Une mesure complète du bien-être doit aussi comporter des informations sur les groupes défavorisés et leur situation. Selon le préambule de la Constitution fédérale, la force d'un peuple se mesure au bien-être des plus faibles. L'indicateur « Taux de pauvreté » exprime la part de la population dont le revenu se situe en dessous d'un seuil de pauvreté défini sur le plan financier. Il comprend en plus des informations sur la structure socio-économique des personnes ou ménages pauvres.
Il est usuel, dans les études sur la pauvreté, d'utiliser différents concepts pour déterminer la pauvreté. Le concept absolu de pauvreté (ci-après « pauvreté ») s'appuie sur un seuil de pauvreté correspondant au minimum vital social. Il est complété par le concept relatif de pauvreté utilisé couramment au niveau international (ci-après « risque de pauvreté »). Pour appréhender les aspects non monétaires de la pauvreté, on a recours à un indicateur, également défini au plan européen, qui permet de mesurer le degré de privation matérielle et sociale. Une attention particulière est en outre portée à la pauvreté touchant les personnes actives occupées, car l'exercice d'une activité professionnelle passe pour être un moyen de réduire le risque de pauvreté.
Etat au 14 décembre 2023
Principaux résultats
En 2021, quelque 745'000 personnes étaient touchées par la pauvreté monétaire en Suisse, dont 157'000 actifs occupés. Le taux de pauvreté se situait à 8,7% (±0,7). Par ailleurs, le risque de pauvreté menaçait environ 1,244 million de personnes, et environ 448’000 personnes souffraient de privations matérielles et sociales.
Le seuil de pauvreté moyen était de 2289 francs par mois pour une personne seule et de 3989 francs par mois pour un ménage comprenant deux adultes et deux enfants. Les seuils de risque de pauvreté correspondants se montaient à 2515 francs et 5282 francs.

Entrées fournies

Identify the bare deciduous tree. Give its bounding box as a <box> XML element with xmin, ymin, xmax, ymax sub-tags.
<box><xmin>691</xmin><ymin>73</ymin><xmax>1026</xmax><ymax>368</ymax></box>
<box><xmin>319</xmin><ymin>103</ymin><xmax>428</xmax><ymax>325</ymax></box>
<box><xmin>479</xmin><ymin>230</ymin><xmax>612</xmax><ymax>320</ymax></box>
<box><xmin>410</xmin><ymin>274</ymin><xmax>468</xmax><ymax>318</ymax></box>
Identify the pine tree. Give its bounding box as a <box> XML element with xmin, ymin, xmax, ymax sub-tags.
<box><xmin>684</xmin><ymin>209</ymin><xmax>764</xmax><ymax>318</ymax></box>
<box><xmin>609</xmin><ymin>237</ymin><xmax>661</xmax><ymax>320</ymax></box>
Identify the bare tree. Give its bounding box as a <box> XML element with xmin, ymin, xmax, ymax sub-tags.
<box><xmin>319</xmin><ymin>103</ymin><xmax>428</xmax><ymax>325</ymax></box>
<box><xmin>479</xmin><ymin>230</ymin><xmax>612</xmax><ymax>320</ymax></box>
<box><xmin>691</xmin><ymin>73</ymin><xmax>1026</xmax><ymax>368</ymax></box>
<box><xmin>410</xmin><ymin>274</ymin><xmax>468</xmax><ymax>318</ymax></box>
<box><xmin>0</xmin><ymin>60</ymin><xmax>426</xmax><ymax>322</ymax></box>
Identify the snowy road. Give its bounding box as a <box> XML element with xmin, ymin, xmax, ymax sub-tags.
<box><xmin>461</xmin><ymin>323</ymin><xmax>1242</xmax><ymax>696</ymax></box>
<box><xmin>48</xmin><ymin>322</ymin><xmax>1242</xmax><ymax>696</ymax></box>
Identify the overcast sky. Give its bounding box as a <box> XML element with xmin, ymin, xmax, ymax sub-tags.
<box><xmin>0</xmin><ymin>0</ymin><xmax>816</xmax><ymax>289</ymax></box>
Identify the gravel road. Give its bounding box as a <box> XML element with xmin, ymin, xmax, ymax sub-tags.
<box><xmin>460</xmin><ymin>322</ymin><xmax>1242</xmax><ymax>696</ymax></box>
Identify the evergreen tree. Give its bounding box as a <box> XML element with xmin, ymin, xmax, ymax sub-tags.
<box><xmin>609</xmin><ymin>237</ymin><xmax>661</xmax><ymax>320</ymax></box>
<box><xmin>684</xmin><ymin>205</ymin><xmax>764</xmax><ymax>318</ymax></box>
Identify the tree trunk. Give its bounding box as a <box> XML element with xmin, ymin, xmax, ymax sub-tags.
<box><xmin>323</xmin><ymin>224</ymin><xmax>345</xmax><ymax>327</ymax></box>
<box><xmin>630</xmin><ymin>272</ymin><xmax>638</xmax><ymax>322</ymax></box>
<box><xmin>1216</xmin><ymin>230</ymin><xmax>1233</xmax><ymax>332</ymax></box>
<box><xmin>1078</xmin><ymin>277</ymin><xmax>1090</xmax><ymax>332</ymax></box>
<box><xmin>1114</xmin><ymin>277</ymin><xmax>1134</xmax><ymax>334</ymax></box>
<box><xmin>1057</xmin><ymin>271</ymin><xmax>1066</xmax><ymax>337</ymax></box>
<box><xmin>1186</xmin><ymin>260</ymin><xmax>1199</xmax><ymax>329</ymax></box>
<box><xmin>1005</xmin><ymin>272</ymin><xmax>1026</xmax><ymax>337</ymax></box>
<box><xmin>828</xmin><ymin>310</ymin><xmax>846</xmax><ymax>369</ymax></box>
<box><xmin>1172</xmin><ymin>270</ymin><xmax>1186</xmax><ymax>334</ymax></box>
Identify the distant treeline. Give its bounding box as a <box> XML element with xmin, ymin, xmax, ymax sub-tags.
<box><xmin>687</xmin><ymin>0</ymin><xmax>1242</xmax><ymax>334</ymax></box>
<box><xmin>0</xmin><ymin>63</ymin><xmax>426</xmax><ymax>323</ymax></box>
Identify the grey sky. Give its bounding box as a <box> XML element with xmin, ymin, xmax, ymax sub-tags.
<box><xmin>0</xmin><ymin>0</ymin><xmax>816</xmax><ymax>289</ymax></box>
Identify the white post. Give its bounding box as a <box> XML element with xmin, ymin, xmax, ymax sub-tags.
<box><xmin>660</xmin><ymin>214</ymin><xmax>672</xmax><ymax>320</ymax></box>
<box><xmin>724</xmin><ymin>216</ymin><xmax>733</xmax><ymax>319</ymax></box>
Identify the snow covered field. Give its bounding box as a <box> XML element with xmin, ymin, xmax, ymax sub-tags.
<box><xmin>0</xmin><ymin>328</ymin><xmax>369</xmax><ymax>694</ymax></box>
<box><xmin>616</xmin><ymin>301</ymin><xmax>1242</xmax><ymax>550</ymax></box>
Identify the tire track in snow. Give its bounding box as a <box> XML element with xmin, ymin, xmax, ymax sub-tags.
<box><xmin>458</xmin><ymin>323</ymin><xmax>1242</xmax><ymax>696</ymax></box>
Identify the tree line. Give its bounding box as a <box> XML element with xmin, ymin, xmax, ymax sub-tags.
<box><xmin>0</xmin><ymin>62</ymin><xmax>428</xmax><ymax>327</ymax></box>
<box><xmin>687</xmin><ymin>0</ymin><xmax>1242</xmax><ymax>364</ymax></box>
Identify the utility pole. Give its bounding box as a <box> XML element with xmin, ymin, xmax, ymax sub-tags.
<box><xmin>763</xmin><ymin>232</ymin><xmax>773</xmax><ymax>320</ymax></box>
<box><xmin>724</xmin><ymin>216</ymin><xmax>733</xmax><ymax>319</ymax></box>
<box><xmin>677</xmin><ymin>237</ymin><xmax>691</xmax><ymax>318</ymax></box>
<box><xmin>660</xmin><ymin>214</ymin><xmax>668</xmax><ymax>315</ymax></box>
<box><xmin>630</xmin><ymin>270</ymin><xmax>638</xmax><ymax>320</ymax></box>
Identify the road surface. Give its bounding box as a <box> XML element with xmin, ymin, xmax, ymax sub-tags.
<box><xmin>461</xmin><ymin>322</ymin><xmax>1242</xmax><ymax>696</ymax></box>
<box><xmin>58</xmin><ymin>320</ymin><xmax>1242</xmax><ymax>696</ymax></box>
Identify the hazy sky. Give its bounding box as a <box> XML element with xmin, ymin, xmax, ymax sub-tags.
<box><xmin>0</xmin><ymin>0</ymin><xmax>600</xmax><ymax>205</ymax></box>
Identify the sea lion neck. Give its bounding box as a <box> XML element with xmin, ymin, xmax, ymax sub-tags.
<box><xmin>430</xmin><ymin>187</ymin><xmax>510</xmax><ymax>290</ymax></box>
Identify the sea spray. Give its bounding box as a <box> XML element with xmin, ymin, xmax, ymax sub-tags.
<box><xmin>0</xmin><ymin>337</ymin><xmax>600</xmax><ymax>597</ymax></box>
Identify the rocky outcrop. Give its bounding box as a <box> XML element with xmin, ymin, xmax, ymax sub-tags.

Actions à effectuer
A. Recopiez sans rien changer le passage du texte sur la pauvreté en Suisse qui débute aux mots « Une mesure complète » et s'achève après les mots « ou ménages pauvres. ».
B. Reprenez le texte sur la pauvreté en Suisse et rédigez-en la suite à partir de sa dernière phrase.
Les items n'ont aucun lien avec le texte sur la pauvreté en Suisse.

Réponses aux consignes
A.
Une mesure complète du bien-être doit aussi comporter des informations sur les groupes défavorisés et leur situation. Selon le préambule de la Constitution fédérale, la force d'un peuple se mesure au bien-être des plus faibles. L'indicateur « Taux de pauvreté » exprime la part de la population dont le revenu se situe en dessous d'un seuil de pauvreté défini sur le plan financier. Il comprend en plus des informations sur la structure socio-économique des personnes ou ménages pauvres.

B.
Par rapport à l'année précédente (8,5%), le taux de pauvreté n’a pas changé de manière significative. Entre 2007 et 2013, le taux de pauvreté de la population totale est passé de 9,3% à 5,9%. Depuis 2014 (6,7%), il a de nouveau augmenté. On n’observe pas de tendance claire pour l’évolution temporelle du taux de pauvreté des personnes actives occupées. Suite à des adaptations méthodologiques, les valeurs à partir de 2014 ne sont plus directement comparables avec les années précédentes.
Contexte
De 2007 à 2013, le revenu disponible a augmenté dans tous les groupes de revenu. Le marché du travail et la situation économique ont été stables, sauf un léger recul en 2009, et ont évolué favorablement. Depuis 2014, le revenu disponible du groupe de revenu le plus faible (les 10 % les plus faibles de la répartition des revenus) a diminué.
Font partie des groupes sociaux particulièrement touchés par la pauvreté les ménages monoparentaux, les personnes les moins qualifiées, les adultes vivant seuls, les personnes de nationalité étrangère ainsi que les personnes vivant dans un ménage qui ne compte aucun actif occupé. Si les personnes de 65 ans et plus sont elles aussi relativement touchées par la pauvreté monétaire (qui est calculé uniquement en fonction des revenus), il convient d'interpréter cette constatation avec prudence car ces personnes peuvent plus souvent puiser dans leur fortune pour leurs dépenses courantes. Les personnes vivant dans un ménage dont plusieurs membres travaillent présentent en général les taux de pauvreté les plus faibles. La pauvreté chez les actifs occupés peut s'analyser surtout en termes d'insécurité professionnelle (à long terme): la pauvreté est plus fréquente lorsque les conditions de travail et les formes d'emploi sont nettement ou tendanciellement peu sûres (interruption de l'activité professionnelle, contrat de travail à durée déterminée, petite entreprise, activité indépendante en solo, par ex.).
Selon le concept relatif de pauvreté, les groupes à risque comprennent, outre ceux mentionnés précédemment, les enfants, mais pas les adultes seuls de moins de 65 ans. Sur le plan de la privation matérielle et sociale, on retrouve parmi les principaux groupes à risques les familles monoparentales, les personnes seules de moins de 65 ans, les personnes sans formation postobligatoire, les personnes de nationalité étrangère, ainsi que les personnes vivant dans un ménage dont aucun membre ne participe au marché du travail. Le taux de privation matérielle et sociale est nettement plus bas chez les personnes de 65 ans et plus que dans les autres groupes d'âges.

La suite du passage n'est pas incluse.